■ TASK BRIEF:
Each line from the one holding "For every instance of the japanese" through the final line of the data below is to be given again exactly, and no other line is to appear.

■ Records from a data source:

_____

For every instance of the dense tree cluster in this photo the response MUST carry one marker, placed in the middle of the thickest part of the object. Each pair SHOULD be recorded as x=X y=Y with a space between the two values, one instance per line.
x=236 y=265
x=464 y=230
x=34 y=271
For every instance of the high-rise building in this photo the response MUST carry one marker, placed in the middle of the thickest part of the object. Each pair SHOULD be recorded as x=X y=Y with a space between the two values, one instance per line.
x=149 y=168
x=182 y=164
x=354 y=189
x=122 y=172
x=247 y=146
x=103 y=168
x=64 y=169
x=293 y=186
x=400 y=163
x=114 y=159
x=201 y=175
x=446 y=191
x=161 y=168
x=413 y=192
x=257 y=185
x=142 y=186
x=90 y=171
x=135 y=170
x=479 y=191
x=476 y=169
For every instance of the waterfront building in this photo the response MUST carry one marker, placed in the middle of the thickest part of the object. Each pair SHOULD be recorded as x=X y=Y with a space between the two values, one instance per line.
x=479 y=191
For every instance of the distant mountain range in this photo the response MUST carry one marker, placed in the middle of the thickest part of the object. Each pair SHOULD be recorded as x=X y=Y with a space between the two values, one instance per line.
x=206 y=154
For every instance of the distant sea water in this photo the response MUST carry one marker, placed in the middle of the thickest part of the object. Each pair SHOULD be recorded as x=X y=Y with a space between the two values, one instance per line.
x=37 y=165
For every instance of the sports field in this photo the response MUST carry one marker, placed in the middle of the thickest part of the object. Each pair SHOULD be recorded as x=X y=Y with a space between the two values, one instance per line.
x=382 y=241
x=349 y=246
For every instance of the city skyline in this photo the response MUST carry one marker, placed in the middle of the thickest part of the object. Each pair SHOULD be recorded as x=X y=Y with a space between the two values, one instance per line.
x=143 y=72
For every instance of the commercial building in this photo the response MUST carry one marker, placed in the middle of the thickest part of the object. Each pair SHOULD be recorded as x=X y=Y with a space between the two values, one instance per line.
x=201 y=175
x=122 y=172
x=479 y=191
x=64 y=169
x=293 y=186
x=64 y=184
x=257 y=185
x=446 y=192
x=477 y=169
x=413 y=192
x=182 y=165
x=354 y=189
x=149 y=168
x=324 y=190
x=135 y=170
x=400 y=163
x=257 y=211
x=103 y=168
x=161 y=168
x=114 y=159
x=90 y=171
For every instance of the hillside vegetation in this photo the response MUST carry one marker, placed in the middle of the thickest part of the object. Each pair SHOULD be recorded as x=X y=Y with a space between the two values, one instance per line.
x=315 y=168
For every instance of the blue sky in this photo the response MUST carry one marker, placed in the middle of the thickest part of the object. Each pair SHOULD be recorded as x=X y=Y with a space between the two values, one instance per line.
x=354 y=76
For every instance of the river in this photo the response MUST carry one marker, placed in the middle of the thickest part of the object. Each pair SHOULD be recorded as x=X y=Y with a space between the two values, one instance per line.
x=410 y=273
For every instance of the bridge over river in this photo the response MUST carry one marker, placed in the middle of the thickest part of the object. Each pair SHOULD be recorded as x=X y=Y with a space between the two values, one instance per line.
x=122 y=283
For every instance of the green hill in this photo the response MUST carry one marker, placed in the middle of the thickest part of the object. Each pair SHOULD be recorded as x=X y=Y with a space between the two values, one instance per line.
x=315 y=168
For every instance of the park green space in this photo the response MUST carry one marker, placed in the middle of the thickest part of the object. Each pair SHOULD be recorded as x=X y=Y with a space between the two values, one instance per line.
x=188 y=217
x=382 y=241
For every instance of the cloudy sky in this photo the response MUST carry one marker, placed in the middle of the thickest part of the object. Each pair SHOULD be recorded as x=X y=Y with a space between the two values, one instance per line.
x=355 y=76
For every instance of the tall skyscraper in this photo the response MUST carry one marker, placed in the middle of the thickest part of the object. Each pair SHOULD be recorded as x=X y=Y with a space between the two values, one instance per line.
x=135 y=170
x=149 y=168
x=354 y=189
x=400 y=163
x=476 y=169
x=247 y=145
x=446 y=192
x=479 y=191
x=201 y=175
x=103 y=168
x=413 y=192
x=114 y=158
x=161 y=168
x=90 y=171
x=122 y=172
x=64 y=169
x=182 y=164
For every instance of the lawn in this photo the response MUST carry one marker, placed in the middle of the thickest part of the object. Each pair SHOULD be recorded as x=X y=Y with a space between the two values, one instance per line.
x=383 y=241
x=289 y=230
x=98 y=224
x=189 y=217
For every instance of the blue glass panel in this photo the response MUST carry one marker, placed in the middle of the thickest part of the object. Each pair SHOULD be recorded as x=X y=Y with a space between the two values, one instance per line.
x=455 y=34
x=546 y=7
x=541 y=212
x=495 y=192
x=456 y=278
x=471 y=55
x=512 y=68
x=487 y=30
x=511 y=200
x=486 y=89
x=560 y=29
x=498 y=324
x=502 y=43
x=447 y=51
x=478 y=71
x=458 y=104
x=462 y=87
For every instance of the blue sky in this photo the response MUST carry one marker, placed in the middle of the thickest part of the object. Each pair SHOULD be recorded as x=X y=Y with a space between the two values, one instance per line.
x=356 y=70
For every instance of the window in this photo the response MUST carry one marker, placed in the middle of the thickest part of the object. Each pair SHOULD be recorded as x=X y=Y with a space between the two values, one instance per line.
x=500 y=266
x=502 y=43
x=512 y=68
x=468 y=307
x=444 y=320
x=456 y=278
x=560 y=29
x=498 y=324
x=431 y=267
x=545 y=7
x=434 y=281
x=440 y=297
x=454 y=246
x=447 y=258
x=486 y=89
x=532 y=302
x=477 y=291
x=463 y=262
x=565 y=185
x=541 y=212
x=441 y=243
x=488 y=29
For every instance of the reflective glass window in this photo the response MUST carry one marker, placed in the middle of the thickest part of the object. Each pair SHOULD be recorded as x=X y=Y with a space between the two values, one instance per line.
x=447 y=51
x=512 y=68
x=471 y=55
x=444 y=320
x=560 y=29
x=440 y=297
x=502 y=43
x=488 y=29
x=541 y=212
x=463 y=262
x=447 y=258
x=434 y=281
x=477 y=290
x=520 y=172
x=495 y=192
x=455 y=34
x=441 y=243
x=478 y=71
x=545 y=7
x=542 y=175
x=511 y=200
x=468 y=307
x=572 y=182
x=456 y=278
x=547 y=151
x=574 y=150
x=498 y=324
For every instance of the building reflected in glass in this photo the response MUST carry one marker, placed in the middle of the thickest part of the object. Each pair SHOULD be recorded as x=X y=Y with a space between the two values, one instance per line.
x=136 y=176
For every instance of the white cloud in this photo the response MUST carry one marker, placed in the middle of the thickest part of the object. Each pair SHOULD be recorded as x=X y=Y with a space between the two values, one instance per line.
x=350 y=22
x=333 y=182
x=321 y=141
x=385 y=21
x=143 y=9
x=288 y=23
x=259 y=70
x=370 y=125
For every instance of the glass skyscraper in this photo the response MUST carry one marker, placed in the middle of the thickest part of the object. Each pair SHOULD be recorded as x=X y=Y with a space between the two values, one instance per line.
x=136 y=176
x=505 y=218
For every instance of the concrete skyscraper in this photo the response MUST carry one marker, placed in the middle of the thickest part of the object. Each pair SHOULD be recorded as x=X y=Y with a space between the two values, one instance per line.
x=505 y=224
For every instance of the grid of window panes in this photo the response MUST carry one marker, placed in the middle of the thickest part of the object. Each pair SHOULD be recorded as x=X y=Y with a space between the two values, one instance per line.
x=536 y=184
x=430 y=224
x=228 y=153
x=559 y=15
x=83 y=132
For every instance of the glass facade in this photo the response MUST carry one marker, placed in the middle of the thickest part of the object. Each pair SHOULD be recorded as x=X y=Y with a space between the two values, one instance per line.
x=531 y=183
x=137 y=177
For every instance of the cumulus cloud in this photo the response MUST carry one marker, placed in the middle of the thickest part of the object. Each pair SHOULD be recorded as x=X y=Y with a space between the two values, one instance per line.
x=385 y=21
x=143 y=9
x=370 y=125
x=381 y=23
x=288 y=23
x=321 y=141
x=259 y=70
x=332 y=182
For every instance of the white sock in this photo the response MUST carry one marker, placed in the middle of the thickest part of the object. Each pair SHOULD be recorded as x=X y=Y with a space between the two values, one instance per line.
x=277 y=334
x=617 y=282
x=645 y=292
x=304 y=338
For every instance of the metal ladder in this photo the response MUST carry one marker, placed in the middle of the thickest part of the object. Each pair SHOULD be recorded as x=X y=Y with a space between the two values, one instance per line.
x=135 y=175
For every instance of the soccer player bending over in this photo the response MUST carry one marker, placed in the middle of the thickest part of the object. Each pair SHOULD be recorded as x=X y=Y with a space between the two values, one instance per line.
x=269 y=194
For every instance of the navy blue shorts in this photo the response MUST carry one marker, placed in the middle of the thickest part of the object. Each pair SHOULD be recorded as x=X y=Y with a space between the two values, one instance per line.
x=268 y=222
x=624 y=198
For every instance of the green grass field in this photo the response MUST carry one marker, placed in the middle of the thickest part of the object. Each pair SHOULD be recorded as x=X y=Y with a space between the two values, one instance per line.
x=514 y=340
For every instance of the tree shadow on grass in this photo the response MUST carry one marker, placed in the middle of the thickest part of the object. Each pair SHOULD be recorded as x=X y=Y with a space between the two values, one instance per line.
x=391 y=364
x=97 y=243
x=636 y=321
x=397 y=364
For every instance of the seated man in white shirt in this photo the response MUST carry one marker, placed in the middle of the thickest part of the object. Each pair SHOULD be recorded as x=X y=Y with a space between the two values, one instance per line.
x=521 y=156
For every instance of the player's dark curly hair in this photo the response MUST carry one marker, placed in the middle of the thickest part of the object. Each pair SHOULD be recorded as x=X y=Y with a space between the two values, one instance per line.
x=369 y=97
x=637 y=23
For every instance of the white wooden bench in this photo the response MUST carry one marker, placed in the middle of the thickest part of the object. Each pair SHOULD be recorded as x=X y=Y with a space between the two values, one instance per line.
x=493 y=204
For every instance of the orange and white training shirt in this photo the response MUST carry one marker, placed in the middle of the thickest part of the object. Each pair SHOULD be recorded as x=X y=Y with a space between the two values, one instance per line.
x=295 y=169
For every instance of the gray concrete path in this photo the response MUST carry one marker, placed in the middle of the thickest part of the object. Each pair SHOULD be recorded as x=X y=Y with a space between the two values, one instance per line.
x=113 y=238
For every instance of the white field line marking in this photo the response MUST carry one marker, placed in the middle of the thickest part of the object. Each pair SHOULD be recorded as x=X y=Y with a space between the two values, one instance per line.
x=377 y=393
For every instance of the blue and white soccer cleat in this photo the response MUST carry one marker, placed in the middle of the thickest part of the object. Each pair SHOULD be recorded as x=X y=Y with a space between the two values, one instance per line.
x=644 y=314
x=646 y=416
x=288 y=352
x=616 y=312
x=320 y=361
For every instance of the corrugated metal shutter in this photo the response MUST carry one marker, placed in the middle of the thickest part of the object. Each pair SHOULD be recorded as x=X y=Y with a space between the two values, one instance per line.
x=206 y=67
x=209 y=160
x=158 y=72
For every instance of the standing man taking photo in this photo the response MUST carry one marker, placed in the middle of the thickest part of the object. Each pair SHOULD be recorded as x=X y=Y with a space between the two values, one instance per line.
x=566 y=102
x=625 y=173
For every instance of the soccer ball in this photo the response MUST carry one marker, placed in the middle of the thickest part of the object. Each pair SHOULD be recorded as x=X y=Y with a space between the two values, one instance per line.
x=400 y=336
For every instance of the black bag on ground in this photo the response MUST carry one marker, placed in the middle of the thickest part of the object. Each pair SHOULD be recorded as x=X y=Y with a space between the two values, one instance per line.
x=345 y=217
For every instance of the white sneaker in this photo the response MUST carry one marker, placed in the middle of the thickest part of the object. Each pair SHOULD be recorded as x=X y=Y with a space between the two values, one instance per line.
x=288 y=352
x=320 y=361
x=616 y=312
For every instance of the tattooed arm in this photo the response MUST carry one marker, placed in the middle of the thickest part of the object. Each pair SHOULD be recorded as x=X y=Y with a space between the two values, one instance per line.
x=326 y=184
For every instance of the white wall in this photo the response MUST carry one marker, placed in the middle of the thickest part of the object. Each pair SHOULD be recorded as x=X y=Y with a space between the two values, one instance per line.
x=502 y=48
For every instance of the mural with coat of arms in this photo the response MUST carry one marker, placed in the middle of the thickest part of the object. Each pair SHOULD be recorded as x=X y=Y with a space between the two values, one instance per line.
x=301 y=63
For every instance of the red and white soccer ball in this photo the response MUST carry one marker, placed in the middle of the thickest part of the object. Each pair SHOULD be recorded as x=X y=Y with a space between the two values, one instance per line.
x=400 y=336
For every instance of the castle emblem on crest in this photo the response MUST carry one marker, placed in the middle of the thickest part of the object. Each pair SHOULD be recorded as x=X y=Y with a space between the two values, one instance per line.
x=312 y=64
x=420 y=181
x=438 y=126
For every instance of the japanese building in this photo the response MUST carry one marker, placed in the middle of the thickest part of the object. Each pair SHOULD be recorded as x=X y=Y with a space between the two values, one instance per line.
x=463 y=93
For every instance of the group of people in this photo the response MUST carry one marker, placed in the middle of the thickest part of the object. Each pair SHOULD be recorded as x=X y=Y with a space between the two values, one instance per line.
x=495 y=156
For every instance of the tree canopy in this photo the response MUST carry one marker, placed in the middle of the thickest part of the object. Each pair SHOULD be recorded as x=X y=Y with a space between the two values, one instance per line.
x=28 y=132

_____

■ ANSWER SPACE:
For every instance of the japanese building in this photo the response MUST carry one marker, placed in the middle of the thickest part of the object. Each pair SHOULD be recorded as x=X y=Y with a space between the two values, one instance per line.
x=463 y=93
For every instance of the group of people in this photo the response MUST carry one marker, placed in the middle of the thickest part of the object. Each pair SHOULD be recorded as x=X y=Y with a space between the two values, one instance per line.
x=495 y=156
For every instance of the tree canopy in this photo the response MUST carry one marker, placed in the middle of the thickest part of the object. Each pair SHOULD be recorded as x=X y=Y with a space between the two values, one instance per line.
x=28 y=132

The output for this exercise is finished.